**Aufgabe 1:** Nenne alle Nutzernamen, unter denen im Forenthread über /proc Beiträge stehen.

**Textauszug:**

▼

# /proc das virtuelle FileSystem



## Thomas Darimont (20. März 2006)

Hallo!

http://www-128.ibm.com/developerworks/linux/library/l-proc.html

gruss Tom


----------



## Dennis Wronka (20. März 2006)

Allen Interessierten sei gesagt, dass der Text der sich hinter dem Link verbirgt Englisch ist, aber immerhin von IBM, was Gutes vermuten laesst.
Weiterhin moechte ich darauf hinweisen, dass /proc theoretisch durch /sys abgeloest werden soll, was aber praktisch so gut wie unmoeglich sein wird.


----------



## RedWing (21. März 2006)

Hallo,

Wenn man sich mehr hintergründiges Wissen aneignen möchte
eignet sich OReillys Device Drivers(auch als Open Book zu haben. Kann man aber nur auf 
Englisch genießen ). Und wer was alternatives 
auf Deutsch sucht (die Übersetzung von OReilly kann man leider nur mit
ausreichend bezeichnen, ausserdem behandelt das Buch in der aktuellen
Ausgabe leider nur den Kernel 2.4), dem sei das Buch:
http://ezs.kr.hsnr.de/TreiberBuch/html/
empfohlen.

In diesen Büchern wird das /proc Verzeichniss ausreichend behandelt,
mit Sequence File und Single File Zugriff, einfachen Lese und 
Schreibezugriffen, etc...

Gruß

RedWing


----------

▲

[Sammlungseinträge]
▼

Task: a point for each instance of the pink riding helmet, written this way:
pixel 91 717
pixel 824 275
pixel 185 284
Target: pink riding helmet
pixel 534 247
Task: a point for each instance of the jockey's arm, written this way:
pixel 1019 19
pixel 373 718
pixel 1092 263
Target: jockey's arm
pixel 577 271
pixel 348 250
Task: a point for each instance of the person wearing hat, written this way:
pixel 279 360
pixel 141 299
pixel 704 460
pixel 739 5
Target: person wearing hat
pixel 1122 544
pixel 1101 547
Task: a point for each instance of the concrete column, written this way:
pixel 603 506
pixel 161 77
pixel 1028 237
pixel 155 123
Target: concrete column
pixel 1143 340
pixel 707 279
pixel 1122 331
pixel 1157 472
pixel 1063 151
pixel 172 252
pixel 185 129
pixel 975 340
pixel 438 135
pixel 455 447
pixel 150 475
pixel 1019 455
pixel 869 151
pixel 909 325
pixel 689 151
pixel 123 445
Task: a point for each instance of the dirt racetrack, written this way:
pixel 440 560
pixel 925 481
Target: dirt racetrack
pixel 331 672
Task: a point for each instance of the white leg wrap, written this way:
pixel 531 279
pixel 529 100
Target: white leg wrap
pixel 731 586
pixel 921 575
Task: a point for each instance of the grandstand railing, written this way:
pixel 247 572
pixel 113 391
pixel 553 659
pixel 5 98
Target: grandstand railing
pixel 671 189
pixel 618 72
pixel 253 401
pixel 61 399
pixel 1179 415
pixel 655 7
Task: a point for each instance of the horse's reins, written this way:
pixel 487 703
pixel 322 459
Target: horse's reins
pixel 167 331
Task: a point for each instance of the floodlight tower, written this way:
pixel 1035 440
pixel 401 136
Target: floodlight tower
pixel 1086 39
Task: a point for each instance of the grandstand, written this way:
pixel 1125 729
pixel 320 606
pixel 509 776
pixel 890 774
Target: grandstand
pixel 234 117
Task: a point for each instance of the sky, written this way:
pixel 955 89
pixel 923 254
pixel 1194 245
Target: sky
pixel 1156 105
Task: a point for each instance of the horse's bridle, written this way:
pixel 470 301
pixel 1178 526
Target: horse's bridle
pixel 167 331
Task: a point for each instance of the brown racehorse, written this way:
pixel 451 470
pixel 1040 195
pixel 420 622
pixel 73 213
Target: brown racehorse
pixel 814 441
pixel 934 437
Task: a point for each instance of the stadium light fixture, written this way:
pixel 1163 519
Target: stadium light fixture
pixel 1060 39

▲

**Aufgabe 2:** Gib bitte aus den Zeilen der Sammlungseinträge alles von der Zeile mit „Task: a point for each instance of the horse's reins, written“ bis zur Zeile mit „pixel 234 117“ unverändert aus, beide eingeschlossen.

**Ergebnis 1:** Thomas Darimont, Dennis Wronka, RedWing

**Ergebnis 2:**
Task: a point for each instance of the horse's reins, written this way:
pixel 487 703
pixel 322 459
Target: horse's reins
pixel 167 331
Task: a point for each instance of the floodlight tower, written this way:
pixel 1035 440
pixel 401 136
Target: floodlight tower
pixel 1086 39
Task: a point for each instance of the grandstand, written this way:
pixel 1125 729
pixel 320 606
pixel 509 776
pixel 890 774
Target: grandstand
pixel 234 117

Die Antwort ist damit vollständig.